THE TASK:
Please reproduce the passage from the text on regulatory review word for word, starting at "The Trump administration" and ending at "through January 2017.".

PAGE EXCERPT:
++++++
U.S. President Barack Obama delivers a statement.
Editor's note:

This report is part of the Series on Regulatory Process and Perspective and was produced by the Brookings Center on Regulation and Markets.

The Trump administration recently unveiled a wide-ranging executive order directing federal agencies to review and streamline their rules. The natural question is whether this order will prompt a vigorous review that results in meaningful regulatory streamlining or end up as a mostly symbolic exercise. This piece sheds some light on this question, and on the efficacy of regulatory lookback programs more generally, by analyzing original data on the impact of the Obama administration’s retrospective review effort, which ran from 2011 through January 2017.

The Obama administration’s January 2011 executive order directed Cabinet agencies to develop and submit plans for reviewing, modifying, streamlining, and repealing unnecessarily burdensome regulations (independent regulatory agencies were encouraged to voluntarily submit such plans in a separate July 2011 executive order). The Office of Management and Budget provided additional guidance to agencies on complying with the review program later that year. Agencies submitted their original plans in 2012 and provided biannual progress reports through the end of the Obama administration. Some observers hailed the review program as a great success while others branded it as a “complete failure.” This piece evaluates the program at several points during its six-year life to assess these claims and to provide a more complete picture of the program, concluding that it achieved modest success in motivating agencies to revisit and improve existing regulations.

Analysis

Initial Agency Plans: A Modest Start

The initial set of agency plans (issued in 2012) generated relatively little public comment. Professor Joe Aldy’s report for the Administrative Conference of the United States counted the comments received on the plans for seven large and important agencies that engage in significant rulemaking. These plans received a total of 3,107 comments, or an average of 444 per agency. That level of interest is slight considering that individual rules such as the EPA’s recent greenhouse gas regulation received millions of comments. Such limited interest suggests that the review plans generally did not take up rules that attracted the attention of commenters. To take one example, the EPA’s 2011 review plan included a rule to eliminate the requirement that gasoline pumps capture ozone-producing vapors created during refueling on the grounds that technology in newer cars served the same function. The EPA estimated that the rule would save $87 million per year, yet this specific rule proposal generated only 30 comments.

Initial rulemaking activity pursuant to the review plan was also fairly tepid. The Administration reported in May 2012—about 16 months after the retrospective review plan began—that agencies had proposed 100 retrospective review rules and finalized 50 of those rules. The EPA gasoline pump rule was among the rules finalized during this period. For context, agencies finalized 4,739 new rules (906 of which were reviewed by OMB) during the same 16 month period. The initial impact, therefore, appears quite modest relative to the Administration’s total ongoing rulemaking activity (and even smaller compared to the total volume of rules already on the books).
++++++
DATA SECTION:
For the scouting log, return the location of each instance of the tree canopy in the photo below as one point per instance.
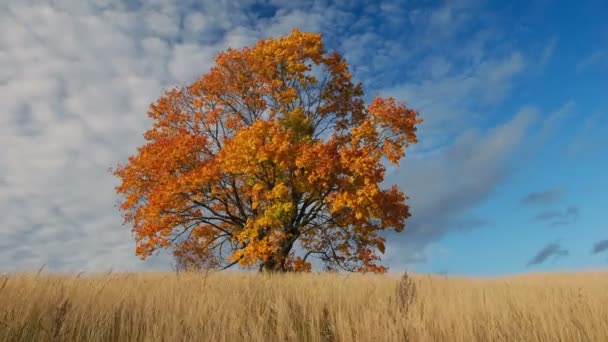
++++++
TASK RESULT:
The Trump administration recently unveiled a wide-ranging executive order directing federal agencies to review and streamline their rules. The natural question is whether this order will prompt a vigorous review that results in meaningful regulatory streamlining or end up as a mostly symbolic exercise. This piece sheds some light on this question, and on the efficacy of regulatory lookback programs more generally, by analyzing original data on the impact of the Obama administration’s retrospective review effort, which ran from 2011 through January 2017.